Xi needs to unleash China's private sector

If Mr Xi Jinping, China's supreme leader, understands anything, it is the nature of power. That is why his first call during a week-long state visit to America was not on the political leaders in Washington but on the business elites in Seattle.

Mr Xi has concentrated more power in his bear-like, avuncular personage than any Chinese leader since Deng Xiaoping, and arguably than Mao Zedong himself. The irony is that he heads a nation that looks more vulnerable, in some ways, than it has done for years. China's economic model is audibly creaking and in need of urgent repair. Growth has slowed to practically half its level of a few years ago. This week, figures revealed that the manufacturing sector, once the economy's mainstay, is slowing fast.

The United States is exactly the reverse. Compared with Mr Xi, who has few checks on his power and who can expect seven more years in charge, President Barack Obama looks like a spent force , despite his recent active streak. He must answer to a hostile Congress and has barely more than a year left in office.

Yet America is resurgent. Its tech companies are on top of the world; it has unearthed vast, cheap energy resources at home; and its economy is surging back from the self-inflicted financial crisis of 2008.

Mr Xi has chosen to meet those who are leading the US revival.

In Seattle, where he will spend more time than in Washington, he will rub shoulders with Mr Tim Cook, chief executive of Apple, Mr Jeff Bezos, head of Amazon, Mr Warren Buffett, a legendary investor beloved in China, and Mr Bill Gates, co-founder of Microsoft. Their authority, unlike Mr Obama's, is not circumscribed by term limits.

Although they have to abide by laws on tax, labour and the environment, they wield enormous influence over how those rules are set. And they enjoy economic and social clout that goes well beyond the reach of government.

Accompanying Mr Xi are prototypes in the same mould, such as Mr Jack Ma, founder of Alibaba, which has a virtual monopoly over China's Internet economy; Mr Pony Ma, whose Tencent runs the WeChat social media app used by about half a billion Chinese ; and Mr Zhang Yaqin, who defected from Microsoft last year to become president of Baidu, China's Google equivalent.

Chinese President Xi Jinping (centre) and his wife Peng Liyuan (behind him) arriving at Microsoft's main campus with Microsoft chief executive officer Satya Nadella (right) in Washington on Wednesday. Mr Xi first called on business elites, not political leaders, during his state visit. -PHOTO: REUTERS

Those executives are part of a new elite who control the most vibrant parts of an economy whose problems are concentrated in the inefficient state sector.

Yet, compared with their US counterparts, they answer far more directly to the (one) party in power, which sets rules, censors content and can, if necessary, shut them down.

At the top of that decision-making authority sits Mr Xi, who is not only general secretary of the Communist party but also president of the nation and head of the military to boot.

SUPPLIED DATA -
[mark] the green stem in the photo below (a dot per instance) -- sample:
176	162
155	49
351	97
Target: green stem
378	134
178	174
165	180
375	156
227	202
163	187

GOAL OF THE EXERCISE -
Reproduce the stretch of the Xi Jinping article from "In Seattle, where" through "reach of government.". This material plays no part in what follows.

ANSWER TO THE PROBLEM -
In Seattle, where he will spend more time than in Washington, he will rub shoulders with Mr Tim Cook, chief executive of Apple, Mr Jeff Bezos, head of Amazon, Mr Warren Buffett, a legendary investor beloved in China, and Mr Bill Gates, co-founder of Microsoft. Their authority, unlike Mr Obama's, is not circumscribed by term limits.

Although they have to abide by laws on tax, labour and the environment, they wield enormous influence over how those rules are set. And they enjoy economic and social clout that goes well beyond the reach of government.